[Point localization data]

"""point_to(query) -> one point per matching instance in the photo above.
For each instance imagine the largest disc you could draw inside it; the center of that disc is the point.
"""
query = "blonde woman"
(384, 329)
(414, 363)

→ Your objective: Output all records verbatim.

→ Response:
"""point_to(query) -> one point per matching instance in the photo above.
For each instance imagine the largest disc you could draw inside it; the center of that disc is the point.
"""
query = "blonde woman"
(384, 329)
(414, 363)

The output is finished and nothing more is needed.